— start of SUPPLIED INFORMATION —
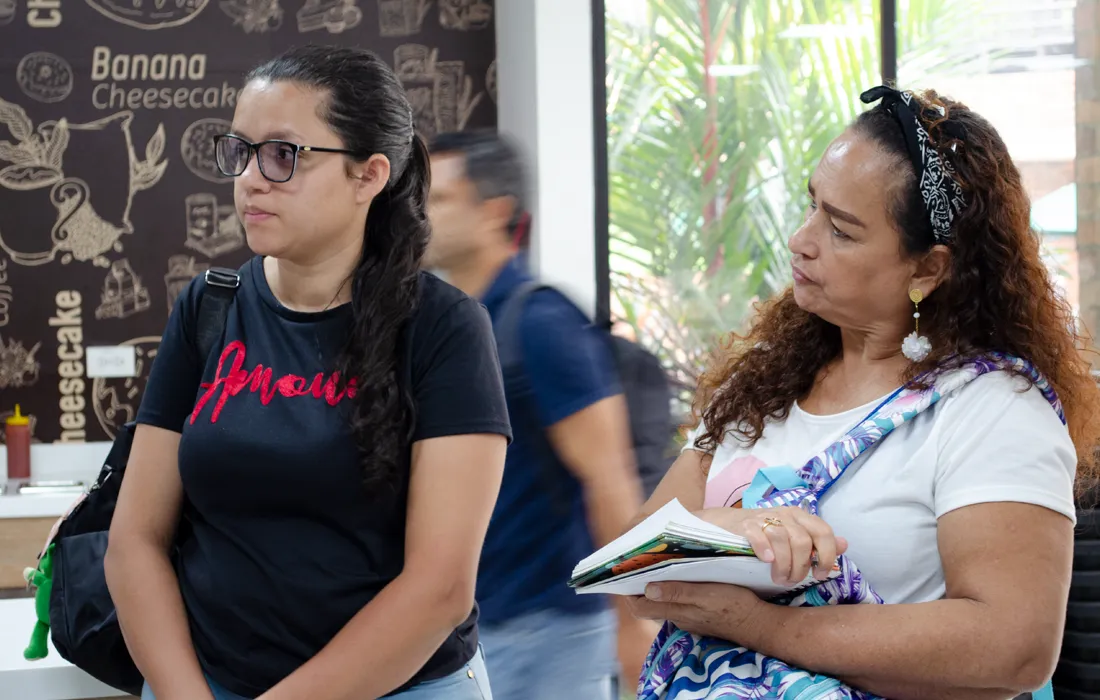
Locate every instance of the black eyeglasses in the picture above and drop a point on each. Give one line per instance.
(277, 159)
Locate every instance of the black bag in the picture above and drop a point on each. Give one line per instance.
(83, 623)
(645, 385)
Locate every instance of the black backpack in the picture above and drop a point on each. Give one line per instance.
(645, 385)
(83, 623)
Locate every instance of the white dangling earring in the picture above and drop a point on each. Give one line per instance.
(916, 347)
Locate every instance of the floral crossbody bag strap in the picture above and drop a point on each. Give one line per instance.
(682, 665)
(782, 485)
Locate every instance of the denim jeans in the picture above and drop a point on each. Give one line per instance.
(470, 682)
(549, 655)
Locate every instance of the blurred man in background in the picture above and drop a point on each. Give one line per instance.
(570, 482)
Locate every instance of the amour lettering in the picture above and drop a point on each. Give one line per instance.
(232, 380)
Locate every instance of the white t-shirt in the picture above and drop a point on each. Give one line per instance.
(987, 441)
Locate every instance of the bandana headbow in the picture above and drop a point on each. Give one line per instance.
(942, 194)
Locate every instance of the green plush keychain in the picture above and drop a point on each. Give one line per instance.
(42, 579)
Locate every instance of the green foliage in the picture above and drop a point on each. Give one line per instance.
(717, 112)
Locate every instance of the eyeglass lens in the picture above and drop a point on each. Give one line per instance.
(276, 160)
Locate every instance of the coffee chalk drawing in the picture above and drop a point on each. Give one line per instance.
(36, 162)
(464, 15)
(336, 17)
(402, 18)
(182, 270)
(212, 229)
(7, 295)
(255, 17)
(150, 14)
(123, 294)
(116, 400)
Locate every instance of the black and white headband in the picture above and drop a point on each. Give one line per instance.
(942, 194)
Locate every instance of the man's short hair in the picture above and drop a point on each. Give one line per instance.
(492, 164)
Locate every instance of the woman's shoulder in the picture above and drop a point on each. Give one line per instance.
(999, 389)
(1001, 402)
(442, 306)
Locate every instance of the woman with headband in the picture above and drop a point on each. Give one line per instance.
(904, 424)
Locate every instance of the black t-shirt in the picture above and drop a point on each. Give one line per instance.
(283, 544)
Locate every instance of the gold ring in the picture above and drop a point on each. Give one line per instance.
(768, 522)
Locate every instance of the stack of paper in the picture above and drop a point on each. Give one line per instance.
(674, 545)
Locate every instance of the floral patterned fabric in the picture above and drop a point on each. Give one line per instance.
(683, 666)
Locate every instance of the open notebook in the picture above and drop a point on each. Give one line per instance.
(674, 545)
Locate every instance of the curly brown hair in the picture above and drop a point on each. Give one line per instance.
(998, 296)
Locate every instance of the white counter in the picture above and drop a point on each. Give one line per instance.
(56, 461)
(52, 678)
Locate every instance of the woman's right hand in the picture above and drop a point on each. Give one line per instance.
(791, 538)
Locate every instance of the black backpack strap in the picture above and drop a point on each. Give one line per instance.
(213, 307)
(508, 340)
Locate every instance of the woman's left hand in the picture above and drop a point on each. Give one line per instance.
(717, 610)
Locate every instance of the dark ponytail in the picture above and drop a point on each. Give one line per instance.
(366, 107)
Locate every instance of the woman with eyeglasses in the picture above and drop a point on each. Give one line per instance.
(304, 509)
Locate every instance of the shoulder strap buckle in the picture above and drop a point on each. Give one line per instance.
(222, 277)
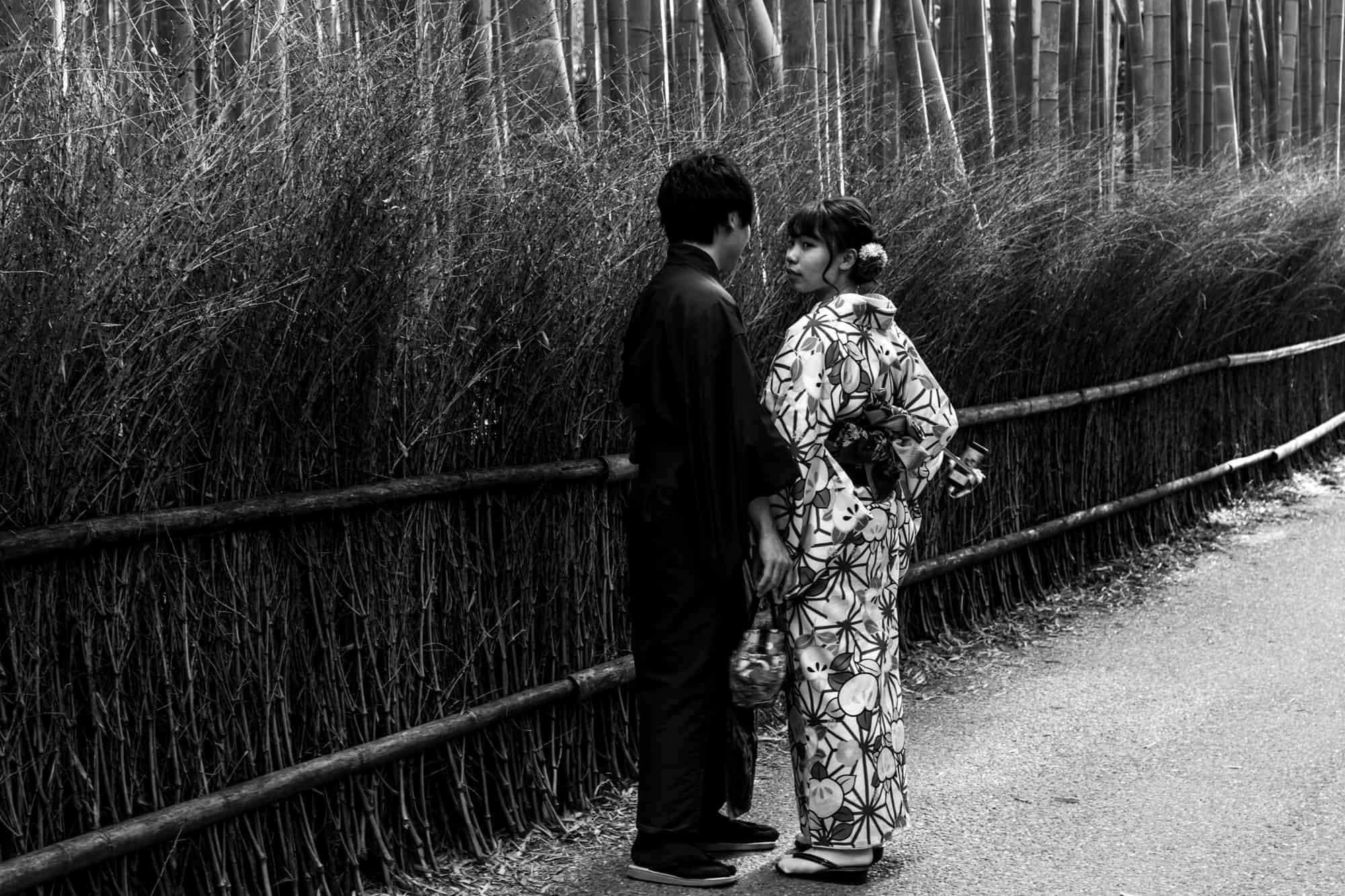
— end of SUPPLIED INFORMATION —
WHAT IS REQUIRED >> Filter the records above down to the lines that contain the word "floral", and copy each of those lines in full.

RESPONSE TO THIS EXERCISE >>
Locate every instance of the floral crossbody bag strap in the picture above and drop a point on each. Give one line per instance.
Locate every instance of the floral patterned fabric in the picture above and drop a point on each. Give one line per instance.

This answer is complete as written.